Tekstfragment>
━━━━

Brennus (vierde eeuw v.Chr.)

Uit Wikipedia, de vrije encyclopedie
Boegbeeld (~1890), voorstellende Brennus, van het vroegere Franse slagschip "Brennus"

De Gallische leider Brennus ondernam in de 4e eeuw v.Chr. een veldtocht die bijna fataal werd voor het toen nog jonge Rome. Deze tocht maakte deel uit van een grotere Keltische beweging die rond 500 v.Chr. ontstaan was. De Kelten waren op dat moment belangrijke dragers van de zogenaamde La Tène-cultuur: de cultuur van prehistorische volkeren van Centraal- en West-Europa die ijzer gebruikten.

De La Tène-cultuur had toen een dusdanig peil bereikt dat zij op sommige gebieden die van de Romeinen oversteeg. Gedurende deze periode wisten de Kelten hun gebieden maximaal uit te breiden. In eerste instantie in Noord-Italië en Griekenland, later in het huidige Turkije en Groot-Brittannië. Vraag is nog of deze expansie van de Kelten nog bespoedigd werd door de naar het zuiden trekkende Germanen.

━━━━

Getoonde gegevens>
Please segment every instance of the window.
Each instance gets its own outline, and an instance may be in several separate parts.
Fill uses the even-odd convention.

━━━━

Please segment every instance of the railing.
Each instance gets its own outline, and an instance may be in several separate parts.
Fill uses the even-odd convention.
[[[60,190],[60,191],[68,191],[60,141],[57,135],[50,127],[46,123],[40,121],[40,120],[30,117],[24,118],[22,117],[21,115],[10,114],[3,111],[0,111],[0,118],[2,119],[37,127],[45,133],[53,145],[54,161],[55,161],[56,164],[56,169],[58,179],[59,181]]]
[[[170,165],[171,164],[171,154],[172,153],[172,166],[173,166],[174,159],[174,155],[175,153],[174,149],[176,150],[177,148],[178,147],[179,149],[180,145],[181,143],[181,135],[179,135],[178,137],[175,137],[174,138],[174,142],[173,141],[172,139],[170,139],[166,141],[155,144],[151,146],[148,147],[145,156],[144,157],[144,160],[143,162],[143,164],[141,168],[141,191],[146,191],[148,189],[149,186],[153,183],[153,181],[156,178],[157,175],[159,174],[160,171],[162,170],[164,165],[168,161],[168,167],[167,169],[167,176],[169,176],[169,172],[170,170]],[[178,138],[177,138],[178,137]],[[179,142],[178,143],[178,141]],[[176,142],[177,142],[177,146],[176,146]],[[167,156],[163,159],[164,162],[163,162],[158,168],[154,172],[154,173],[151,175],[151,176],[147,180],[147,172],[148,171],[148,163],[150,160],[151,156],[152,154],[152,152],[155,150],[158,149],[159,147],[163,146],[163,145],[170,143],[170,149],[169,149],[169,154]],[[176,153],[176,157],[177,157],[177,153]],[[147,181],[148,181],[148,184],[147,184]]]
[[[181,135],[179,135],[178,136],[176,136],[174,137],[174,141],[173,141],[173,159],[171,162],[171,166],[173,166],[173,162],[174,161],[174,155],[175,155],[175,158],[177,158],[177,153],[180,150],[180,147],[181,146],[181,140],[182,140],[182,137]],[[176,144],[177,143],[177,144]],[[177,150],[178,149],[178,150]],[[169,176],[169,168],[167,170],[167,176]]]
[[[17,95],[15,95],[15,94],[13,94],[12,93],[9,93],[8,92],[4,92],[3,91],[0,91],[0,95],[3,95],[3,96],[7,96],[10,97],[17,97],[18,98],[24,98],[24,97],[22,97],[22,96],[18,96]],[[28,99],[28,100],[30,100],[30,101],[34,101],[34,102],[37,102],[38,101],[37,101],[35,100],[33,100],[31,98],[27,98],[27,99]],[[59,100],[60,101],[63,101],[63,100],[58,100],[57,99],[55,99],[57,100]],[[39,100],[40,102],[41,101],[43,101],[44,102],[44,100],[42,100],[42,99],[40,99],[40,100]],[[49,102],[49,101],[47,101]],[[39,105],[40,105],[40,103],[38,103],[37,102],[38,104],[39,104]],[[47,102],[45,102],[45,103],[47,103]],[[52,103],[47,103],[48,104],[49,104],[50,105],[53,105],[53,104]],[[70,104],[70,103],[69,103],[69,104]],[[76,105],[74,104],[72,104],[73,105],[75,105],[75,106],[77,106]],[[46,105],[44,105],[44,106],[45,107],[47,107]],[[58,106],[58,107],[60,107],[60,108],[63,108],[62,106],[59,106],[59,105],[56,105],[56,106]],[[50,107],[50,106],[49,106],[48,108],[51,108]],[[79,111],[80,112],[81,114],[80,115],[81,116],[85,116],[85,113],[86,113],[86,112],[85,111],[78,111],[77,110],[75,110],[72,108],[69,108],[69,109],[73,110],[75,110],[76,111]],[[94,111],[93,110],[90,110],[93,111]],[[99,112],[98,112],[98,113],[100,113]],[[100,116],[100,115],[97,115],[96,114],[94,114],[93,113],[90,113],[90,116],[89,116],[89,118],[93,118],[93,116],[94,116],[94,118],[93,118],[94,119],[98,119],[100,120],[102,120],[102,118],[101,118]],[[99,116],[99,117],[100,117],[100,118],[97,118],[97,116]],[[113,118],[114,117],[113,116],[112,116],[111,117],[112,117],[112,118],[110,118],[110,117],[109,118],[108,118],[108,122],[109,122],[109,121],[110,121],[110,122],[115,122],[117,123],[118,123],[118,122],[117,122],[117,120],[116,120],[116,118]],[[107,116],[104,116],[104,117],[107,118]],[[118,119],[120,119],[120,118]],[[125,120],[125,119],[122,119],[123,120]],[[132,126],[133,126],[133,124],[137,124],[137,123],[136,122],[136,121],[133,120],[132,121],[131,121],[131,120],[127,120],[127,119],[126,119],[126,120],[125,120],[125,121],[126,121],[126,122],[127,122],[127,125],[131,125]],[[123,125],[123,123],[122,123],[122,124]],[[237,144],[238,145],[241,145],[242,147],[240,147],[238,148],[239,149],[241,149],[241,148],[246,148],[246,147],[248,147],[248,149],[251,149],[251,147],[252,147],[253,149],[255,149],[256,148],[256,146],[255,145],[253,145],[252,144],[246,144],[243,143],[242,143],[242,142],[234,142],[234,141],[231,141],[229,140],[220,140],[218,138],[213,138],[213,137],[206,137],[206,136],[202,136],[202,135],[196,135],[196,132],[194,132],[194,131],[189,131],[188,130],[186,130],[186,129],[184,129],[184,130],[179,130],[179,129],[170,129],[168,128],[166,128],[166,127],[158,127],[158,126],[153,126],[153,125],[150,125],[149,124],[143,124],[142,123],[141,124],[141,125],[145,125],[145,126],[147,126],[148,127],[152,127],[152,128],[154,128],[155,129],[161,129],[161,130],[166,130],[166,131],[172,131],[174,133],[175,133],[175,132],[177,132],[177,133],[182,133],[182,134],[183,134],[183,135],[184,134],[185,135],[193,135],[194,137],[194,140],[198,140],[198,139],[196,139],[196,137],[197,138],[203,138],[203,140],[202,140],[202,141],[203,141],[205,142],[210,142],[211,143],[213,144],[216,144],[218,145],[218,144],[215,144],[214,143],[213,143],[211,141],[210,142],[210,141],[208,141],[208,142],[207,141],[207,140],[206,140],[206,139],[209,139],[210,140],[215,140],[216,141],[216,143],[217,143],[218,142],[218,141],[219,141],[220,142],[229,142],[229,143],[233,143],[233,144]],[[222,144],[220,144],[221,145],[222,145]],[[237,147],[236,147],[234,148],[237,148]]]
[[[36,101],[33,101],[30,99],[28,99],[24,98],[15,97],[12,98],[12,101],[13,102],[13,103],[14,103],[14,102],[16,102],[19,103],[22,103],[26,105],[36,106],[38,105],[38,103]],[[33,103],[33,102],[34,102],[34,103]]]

━━━━

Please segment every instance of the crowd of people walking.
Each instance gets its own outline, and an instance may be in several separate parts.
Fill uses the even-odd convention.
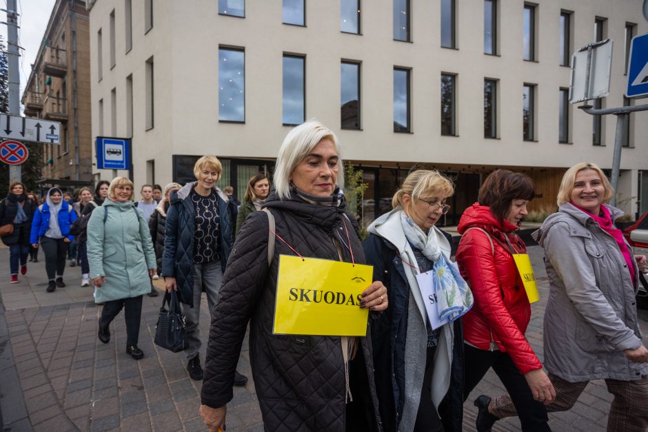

━━━━

Takenlijst>
[A] Schrijf uit de tekst over Brennus het stuk over van "Uit Wikipedia, de" tot en met "die ijzer gebruikten.".
[B] Filter de rijen en geef elke rij die het woord "Please" bevat. Let daarbij op hoofdletters en kleine letters.

De antwoorden>
[A]
Uit Wikipedia, de vrije encyclopedie
Boegbeeld (~1890), voorstellende Brennus, van het vroegere Franse slagschip "Brennus"

De Gallische leider Brennus ondernam in de 4e eeuw v.Chr. een veldtocht die bijna fataal werd voor het toen nog jonge Rome. Deze tocht maakte deel uit van een grotere Keltische beweging die rond 500 v.Chr. ontstaan was. De Kelten waren op dat moment belangrijke dragers van de zogenaamde La Tène-cultuur: de cultuur van prehistorische volkeren van Centraal- en West-Europa die ijzer gebruikten.

[B]
Please segment every instance of the window.
Please segment every instance of the railing.
Please segment every instance of the crowd of people walking.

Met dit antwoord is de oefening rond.